===== LISTED ENTRIES
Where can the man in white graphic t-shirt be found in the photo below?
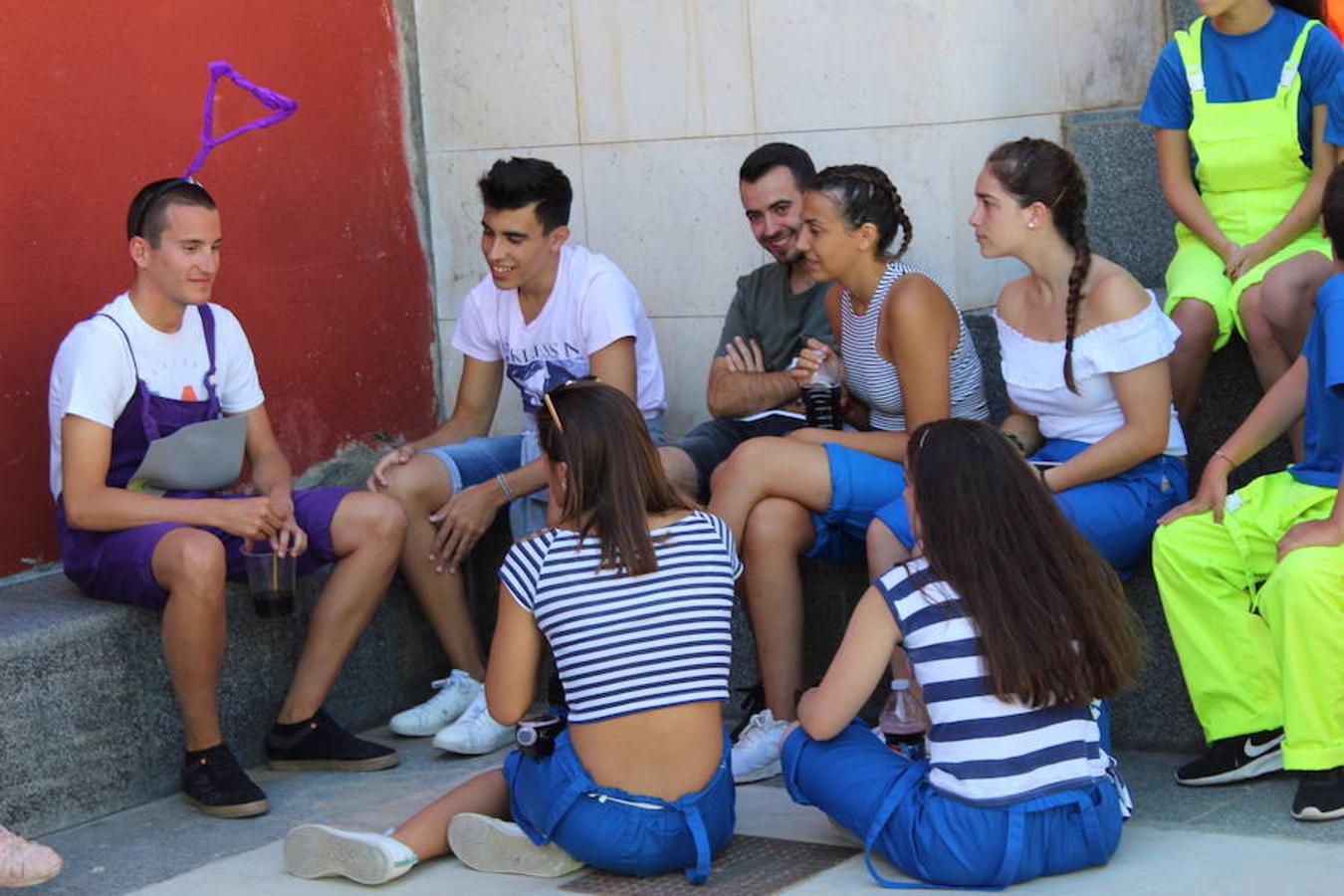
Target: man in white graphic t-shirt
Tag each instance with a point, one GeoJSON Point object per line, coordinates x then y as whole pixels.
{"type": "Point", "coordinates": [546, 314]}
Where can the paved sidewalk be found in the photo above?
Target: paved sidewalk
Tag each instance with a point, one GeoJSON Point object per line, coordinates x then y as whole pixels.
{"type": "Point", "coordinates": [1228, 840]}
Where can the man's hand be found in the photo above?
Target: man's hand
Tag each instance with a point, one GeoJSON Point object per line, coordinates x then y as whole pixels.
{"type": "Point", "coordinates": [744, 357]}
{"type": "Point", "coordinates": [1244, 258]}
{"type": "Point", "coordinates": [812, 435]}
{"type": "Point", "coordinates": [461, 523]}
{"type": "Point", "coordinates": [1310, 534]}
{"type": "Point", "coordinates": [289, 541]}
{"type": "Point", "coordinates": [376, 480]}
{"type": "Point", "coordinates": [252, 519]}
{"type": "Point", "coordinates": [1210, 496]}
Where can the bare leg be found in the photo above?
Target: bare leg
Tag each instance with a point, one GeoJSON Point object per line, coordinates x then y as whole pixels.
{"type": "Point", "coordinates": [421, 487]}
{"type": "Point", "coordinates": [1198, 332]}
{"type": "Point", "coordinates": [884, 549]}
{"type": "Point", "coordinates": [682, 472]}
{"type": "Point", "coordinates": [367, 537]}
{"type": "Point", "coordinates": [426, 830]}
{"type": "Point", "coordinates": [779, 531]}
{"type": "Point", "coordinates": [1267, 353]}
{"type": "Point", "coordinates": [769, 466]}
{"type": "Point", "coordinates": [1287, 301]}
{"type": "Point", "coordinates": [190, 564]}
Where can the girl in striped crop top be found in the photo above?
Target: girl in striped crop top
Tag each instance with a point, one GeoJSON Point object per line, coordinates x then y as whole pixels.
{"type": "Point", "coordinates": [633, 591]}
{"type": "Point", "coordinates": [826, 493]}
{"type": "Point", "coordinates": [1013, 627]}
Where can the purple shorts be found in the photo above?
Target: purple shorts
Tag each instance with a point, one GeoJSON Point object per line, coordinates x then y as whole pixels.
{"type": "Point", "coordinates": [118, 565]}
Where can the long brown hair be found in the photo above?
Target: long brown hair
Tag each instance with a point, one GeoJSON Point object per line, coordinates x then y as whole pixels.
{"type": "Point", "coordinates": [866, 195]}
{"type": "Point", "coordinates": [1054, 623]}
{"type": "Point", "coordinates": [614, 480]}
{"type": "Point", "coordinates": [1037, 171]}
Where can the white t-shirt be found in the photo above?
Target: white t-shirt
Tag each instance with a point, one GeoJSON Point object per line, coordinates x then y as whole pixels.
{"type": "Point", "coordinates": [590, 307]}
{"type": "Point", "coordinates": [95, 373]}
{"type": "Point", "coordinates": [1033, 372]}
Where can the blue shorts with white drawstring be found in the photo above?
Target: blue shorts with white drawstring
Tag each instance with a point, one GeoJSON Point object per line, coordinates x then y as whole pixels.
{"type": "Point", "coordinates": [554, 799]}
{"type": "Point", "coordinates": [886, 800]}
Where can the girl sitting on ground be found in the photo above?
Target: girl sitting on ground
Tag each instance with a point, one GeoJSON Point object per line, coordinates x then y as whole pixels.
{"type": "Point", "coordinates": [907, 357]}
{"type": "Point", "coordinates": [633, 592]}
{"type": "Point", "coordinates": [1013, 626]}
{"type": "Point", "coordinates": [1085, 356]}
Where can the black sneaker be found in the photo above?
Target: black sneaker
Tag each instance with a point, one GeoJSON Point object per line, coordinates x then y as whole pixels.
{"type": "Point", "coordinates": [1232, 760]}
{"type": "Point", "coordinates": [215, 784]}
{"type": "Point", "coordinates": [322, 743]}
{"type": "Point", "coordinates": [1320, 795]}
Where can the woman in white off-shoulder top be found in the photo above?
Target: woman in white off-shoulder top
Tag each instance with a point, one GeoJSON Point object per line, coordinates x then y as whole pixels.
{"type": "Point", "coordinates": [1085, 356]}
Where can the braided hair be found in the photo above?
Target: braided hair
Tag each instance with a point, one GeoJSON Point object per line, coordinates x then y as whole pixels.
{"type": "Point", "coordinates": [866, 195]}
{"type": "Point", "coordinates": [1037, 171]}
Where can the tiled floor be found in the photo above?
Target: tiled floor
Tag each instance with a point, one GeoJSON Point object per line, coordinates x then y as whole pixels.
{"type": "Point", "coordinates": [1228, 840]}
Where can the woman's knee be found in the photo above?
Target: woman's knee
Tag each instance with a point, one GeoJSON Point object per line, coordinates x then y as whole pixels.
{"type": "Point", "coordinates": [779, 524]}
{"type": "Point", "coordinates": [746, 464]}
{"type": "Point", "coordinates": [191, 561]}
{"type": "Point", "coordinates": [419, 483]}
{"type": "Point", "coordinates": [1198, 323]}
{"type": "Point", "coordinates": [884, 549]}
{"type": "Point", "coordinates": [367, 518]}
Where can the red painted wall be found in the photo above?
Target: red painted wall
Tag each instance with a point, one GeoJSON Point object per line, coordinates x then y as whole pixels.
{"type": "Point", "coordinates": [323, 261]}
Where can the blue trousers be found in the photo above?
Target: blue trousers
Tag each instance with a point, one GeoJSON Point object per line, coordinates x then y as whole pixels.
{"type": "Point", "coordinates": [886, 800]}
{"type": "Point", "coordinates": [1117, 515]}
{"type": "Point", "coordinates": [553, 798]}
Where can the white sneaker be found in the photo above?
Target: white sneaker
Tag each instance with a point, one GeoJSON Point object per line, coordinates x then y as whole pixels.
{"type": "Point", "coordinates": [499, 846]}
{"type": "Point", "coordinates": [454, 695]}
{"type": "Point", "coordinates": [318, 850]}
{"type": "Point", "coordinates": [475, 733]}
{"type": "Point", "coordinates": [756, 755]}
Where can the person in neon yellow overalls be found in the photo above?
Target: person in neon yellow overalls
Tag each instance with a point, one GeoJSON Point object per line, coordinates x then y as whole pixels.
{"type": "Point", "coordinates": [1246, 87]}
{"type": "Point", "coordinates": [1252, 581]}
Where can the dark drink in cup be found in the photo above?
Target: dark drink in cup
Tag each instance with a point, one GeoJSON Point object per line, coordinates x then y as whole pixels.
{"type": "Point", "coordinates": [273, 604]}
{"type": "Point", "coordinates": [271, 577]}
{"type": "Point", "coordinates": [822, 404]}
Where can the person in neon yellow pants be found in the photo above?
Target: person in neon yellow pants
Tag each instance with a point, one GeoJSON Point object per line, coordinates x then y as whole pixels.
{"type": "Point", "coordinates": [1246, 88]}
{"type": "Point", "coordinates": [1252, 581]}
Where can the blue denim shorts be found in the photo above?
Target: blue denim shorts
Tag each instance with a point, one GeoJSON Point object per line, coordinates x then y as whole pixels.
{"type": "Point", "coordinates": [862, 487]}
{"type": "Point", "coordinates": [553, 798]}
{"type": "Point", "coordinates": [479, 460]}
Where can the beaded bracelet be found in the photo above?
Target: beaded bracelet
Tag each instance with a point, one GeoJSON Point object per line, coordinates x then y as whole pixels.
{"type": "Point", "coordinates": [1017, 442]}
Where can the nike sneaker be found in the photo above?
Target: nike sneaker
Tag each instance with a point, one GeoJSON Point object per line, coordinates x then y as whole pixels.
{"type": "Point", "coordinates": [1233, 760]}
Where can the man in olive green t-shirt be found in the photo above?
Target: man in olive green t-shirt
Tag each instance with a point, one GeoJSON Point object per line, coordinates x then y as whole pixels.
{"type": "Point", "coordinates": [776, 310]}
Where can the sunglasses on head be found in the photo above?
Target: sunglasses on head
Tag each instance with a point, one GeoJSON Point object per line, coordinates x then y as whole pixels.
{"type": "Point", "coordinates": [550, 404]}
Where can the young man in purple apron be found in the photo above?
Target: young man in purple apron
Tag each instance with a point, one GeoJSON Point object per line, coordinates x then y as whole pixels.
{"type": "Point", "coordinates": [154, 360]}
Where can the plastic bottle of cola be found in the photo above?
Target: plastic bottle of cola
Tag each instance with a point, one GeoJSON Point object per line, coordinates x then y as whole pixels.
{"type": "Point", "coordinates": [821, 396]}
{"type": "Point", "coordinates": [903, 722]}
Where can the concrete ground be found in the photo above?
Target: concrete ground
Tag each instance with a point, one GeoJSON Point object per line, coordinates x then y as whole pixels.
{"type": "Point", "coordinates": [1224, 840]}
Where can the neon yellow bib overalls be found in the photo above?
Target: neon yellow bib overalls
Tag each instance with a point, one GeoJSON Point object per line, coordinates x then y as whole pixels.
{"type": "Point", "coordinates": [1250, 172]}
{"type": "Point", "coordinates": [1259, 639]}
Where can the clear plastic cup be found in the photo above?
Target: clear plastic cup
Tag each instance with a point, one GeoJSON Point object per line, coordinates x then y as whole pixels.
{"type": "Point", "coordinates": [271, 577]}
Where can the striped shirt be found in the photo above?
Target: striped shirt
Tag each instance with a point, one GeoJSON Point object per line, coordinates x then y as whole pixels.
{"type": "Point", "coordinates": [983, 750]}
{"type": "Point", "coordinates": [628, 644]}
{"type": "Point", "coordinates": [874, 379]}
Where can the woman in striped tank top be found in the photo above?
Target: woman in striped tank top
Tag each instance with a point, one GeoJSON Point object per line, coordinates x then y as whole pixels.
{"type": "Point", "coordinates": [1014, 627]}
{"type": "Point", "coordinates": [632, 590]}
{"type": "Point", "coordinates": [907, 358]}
==========
> **WHAT YOU NEED TO DO**
In the listing above, the lines from the one containing "Target: man's hand" through the one containing "Target: bare leg" must be set down exactly, with no other lines.

> **ANSWER SPACE**
Target: man's hand
Tag each instance with a point, one GeoJSON Point object per line, coordinates x then y as whole pixels.
{"type": "Point", "coordinates": [744, 357]}
{"type": "Point", "coordinates": [1244, 258]}
{"type": "Point", "coordinates": [812, 435]}
{"type": "Point", "coordinates": [461, 523]}
{"type": "Point", "coordinates": [1310, 534]}
{"type": "Point", "coordinates": [289, 541]}
{"type": "Point", "coordinates": [376, 480]}
{"type": "Point", "coordinates": [252, 519]}
{"type": "Point", "coordinates": [1210, 496]}
Where can the bare leg be found in the photo above?
Target: bare leg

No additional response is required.